Objective 1: According to the Arrival passage, in which city was U.S. production to begin in 2023?
Objective 2: List every dollar amount that the Arrival passage mentions.
Objective 3: Print the part of the Arrival passage that opens with the words containing "Arrival initially said" and closes with "one month later.".

━━ Selection

In August 2022, Arrival founder and CEO Denis Sverdlov looked back at the second quarter and noted “big achievements,” including EU certification for its van and bus, and “successful internal trials […] on public roads.” The CEO added that Arrival would produce EVs in its first microfactory in a matter of weeks — a moment he said would “fundamentally change the automotive industry.” Sverdlov also doubled down that Arrival would deliver its first vehicles to UPS that year, and kick off U.S. production in Charlotte, North Carolina in 2023.

 

The company would make good on at least one of those promises.

 

Arrival’s reported cash on hand was $513 million at the end of Q2 2022. The publicly traded firm said it would raise an additional $300 million from investors via an at-the-market stock offering based on its share price. For reference, Arrival opened on August 1 at $77 per share.

 

First microfactory van

By the end of September 2022, Arrival celebrated its first microfactory-built van. Reaching the milestone was “more difficult than we had initially imagined,” said Sverdlov. Tucked into the announcement was news that everything Arrival made in 2022 would “be used for continued testing, validation and quality control” — and not sold to customers.

 

Arrival initially said it would deliver 10,000 EVs to UPS “from 2020 to 2024.” The shift meant the company had just two years to reach that goal.

 

Arrivals big pivot to the U.S. came in October 2022, just one month later.

━━━━
━━ Dataset extract

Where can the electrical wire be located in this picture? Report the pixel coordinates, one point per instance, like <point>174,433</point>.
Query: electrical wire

━━━━

Expected output 1: Charlotte, North Carolina

Expected output 2: $513 million, $300 million, $77 per share

Expected output 3:
Arrival initially said it would deliver 10,000 EVs to UPS “from 2020 to 2024.” The shift meant the company had just two years to reach that goal.

 

Arrivals big pivot to the U.S. came in October 2022, just one month later.